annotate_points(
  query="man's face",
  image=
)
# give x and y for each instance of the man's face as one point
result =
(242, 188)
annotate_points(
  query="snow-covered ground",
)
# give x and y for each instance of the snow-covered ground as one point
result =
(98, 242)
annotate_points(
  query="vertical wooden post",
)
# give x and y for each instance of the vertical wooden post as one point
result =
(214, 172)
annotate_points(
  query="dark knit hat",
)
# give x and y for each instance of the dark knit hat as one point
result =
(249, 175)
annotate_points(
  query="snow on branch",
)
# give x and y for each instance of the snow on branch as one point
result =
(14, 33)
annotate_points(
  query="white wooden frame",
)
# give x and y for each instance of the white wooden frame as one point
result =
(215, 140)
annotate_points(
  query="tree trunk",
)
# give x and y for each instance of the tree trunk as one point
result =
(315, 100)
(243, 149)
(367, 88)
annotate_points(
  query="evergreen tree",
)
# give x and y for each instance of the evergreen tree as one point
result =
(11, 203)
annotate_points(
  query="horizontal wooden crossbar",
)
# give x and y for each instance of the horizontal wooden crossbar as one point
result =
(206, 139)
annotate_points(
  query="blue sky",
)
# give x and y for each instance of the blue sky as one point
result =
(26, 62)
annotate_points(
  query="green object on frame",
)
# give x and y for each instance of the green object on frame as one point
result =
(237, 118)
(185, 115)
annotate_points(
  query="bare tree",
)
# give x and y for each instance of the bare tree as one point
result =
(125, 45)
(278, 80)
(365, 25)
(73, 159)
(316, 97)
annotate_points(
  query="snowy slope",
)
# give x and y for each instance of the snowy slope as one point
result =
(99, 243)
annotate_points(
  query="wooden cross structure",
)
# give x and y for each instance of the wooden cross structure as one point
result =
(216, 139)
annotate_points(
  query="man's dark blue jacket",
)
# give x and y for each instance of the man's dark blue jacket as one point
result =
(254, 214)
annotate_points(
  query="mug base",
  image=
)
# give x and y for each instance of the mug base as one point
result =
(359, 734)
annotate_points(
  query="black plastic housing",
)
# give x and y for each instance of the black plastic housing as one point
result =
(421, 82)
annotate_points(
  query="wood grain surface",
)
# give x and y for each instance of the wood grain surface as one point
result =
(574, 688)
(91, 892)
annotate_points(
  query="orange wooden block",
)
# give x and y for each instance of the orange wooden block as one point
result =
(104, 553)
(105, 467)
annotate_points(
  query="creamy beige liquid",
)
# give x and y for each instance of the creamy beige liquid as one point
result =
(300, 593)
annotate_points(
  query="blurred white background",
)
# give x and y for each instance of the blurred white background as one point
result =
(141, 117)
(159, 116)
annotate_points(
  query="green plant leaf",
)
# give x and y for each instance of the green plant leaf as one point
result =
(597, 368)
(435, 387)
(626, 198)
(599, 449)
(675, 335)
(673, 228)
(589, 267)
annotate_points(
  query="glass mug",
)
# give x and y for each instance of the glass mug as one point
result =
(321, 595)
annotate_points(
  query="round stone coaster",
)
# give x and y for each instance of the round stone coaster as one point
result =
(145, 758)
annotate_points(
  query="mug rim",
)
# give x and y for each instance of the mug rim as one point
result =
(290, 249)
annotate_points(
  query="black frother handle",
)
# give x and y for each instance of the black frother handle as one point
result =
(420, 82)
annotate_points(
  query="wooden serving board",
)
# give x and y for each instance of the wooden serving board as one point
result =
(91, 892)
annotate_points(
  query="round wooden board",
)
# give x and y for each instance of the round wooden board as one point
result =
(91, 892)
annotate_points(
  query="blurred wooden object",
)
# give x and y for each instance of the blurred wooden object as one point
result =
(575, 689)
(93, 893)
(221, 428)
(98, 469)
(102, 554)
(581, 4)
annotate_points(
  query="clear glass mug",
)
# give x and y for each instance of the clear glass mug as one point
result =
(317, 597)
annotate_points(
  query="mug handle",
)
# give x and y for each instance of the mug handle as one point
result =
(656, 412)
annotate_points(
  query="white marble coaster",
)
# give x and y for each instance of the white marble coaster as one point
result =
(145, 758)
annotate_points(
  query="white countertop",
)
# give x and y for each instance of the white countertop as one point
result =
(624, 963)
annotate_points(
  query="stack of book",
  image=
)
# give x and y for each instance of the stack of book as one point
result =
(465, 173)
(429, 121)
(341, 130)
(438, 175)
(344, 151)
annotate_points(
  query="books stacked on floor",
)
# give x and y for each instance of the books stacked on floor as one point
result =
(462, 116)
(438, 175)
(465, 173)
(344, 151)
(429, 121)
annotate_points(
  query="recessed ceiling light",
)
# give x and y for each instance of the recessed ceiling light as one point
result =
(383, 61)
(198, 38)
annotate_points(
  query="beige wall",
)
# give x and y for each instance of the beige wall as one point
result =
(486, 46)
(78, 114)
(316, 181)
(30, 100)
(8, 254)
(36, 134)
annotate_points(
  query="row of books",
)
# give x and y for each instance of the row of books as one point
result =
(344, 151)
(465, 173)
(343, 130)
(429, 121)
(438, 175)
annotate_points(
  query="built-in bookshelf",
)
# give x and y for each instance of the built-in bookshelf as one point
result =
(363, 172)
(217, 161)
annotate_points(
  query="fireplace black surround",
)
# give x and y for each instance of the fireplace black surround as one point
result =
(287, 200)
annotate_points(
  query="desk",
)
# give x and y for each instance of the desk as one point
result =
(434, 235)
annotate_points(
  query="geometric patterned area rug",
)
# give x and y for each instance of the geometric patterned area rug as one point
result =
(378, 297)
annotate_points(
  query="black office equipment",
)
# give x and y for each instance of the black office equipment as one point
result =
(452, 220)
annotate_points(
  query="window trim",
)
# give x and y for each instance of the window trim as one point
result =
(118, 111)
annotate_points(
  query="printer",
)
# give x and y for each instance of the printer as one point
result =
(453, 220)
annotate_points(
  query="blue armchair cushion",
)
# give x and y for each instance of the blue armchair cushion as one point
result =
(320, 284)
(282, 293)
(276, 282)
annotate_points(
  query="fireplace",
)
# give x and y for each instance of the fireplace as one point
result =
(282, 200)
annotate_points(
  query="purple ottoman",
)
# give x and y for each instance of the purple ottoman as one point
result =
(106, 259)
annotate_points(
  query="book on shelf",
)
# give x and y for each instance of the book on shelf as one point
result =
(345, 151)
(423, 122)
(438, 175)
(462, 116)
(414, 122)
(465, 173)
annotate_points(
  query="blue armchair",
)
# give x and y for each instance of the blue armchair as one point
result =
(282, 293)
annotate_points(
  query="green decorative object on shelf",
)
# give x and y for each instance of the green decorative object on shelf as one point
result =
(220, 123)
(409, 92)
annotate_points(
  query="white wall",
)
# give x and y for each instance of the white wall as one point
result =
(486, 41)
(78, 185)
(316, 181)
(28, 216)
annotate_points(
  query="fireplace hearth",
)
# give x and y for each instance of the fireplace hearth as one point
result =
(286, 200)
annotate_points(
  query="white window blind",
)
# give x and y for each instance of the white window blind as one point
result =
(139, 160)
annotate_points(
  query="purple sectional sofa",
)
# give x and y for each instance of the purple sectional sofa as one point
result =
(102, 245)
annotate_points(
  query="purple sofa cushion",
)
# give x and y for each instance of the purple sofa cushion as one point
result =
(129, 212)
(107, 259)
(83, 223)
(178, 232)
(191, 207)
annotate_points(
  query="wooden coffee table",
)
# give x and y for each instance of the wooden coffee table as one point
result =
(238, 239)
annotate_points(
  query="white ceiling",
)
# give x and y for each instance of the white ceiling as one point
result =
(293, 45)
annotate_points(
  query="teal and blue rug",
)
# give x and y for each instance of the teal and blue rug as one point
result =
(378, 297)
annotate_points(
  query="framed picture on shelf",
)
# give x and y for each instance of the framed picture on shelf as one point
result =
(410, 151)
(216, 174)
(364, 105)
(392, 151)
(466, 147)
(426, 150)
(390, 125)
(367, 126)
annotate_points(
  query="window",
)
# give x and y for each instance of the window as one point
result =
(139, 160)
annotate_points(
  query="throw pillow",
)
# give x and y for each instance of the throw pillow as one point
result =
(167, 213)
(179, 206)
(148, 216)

EXERCISE →
Every line where "ceiling" appears must be returned from the listing above.

OUTPUT FOR THIS EXERCISE →
  query="recessed ceiling light",
# give x and y for each instance of the recessed ceiling light as one point
  query="white ceiling",
# give x and y for each instance of the white ceiling as one point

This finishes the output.